**GIVEN INFORMATION**
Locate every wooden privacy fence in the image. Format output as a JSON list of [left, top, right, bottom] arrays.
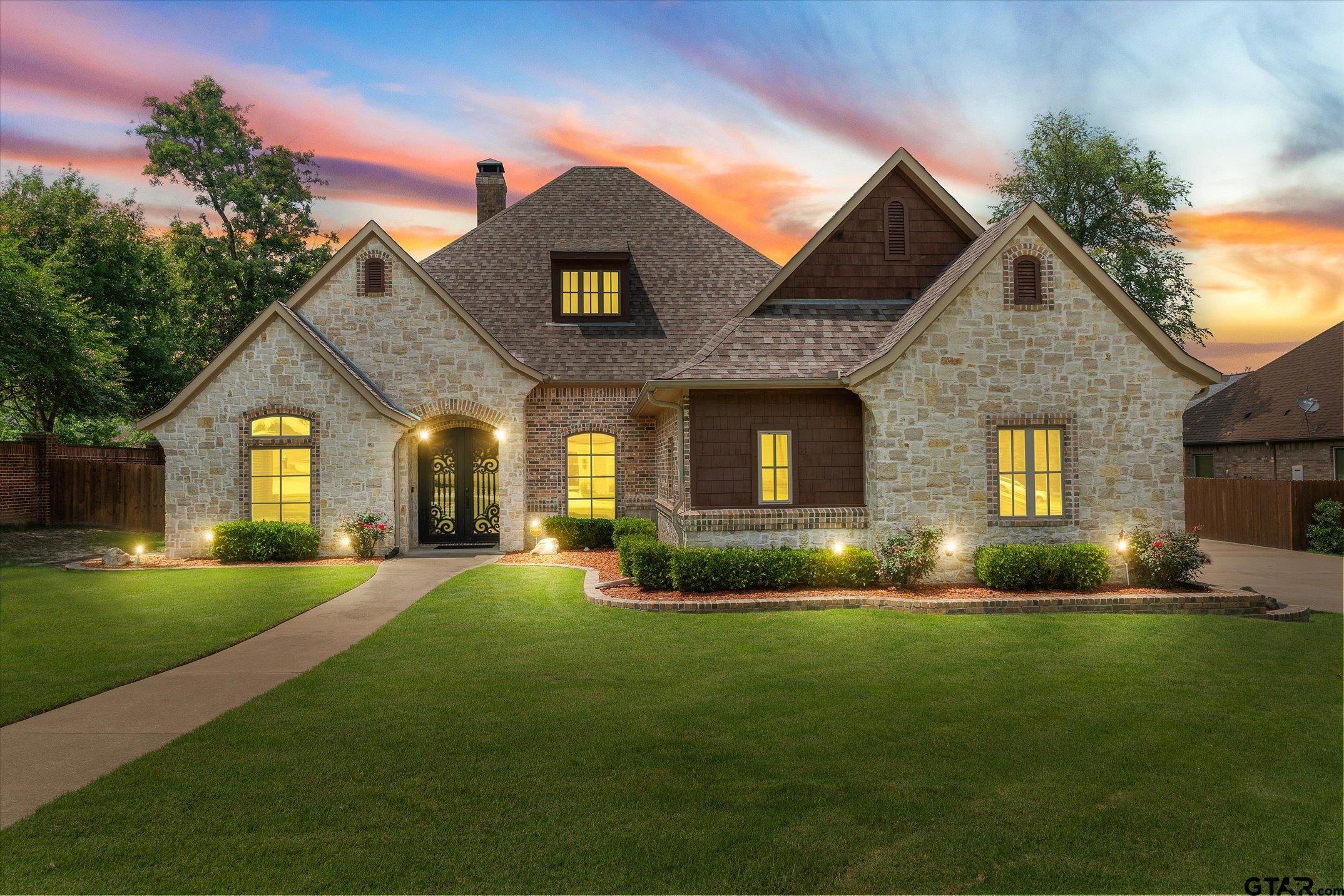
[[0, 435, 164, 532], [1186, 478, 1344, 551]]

==

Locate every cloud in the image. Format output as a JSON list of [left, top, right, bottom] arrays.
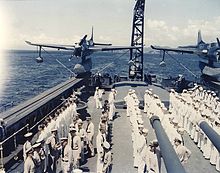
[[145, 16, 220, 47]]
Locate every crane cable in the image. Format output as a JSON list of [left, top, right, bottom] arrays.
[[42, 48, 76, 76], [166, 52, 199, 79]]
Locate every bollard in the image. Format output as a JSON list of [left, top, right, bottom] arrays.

**TASK TO CARRY OUT**
Return the lines of the listing from the line with "Locate every wooden" to the line with "[[0, 435, 164, 532], [1186, 478, 1344, 551]]", both included, word for word. Leave the pictures out of your answer.

**RESPONSE**
Locate every wooden privacy fence in the image. Format output as a JSON list of [left, top, right, bottom] arrays.
[[0, 435, 164, 532], [1186, 478, 1344, 551]]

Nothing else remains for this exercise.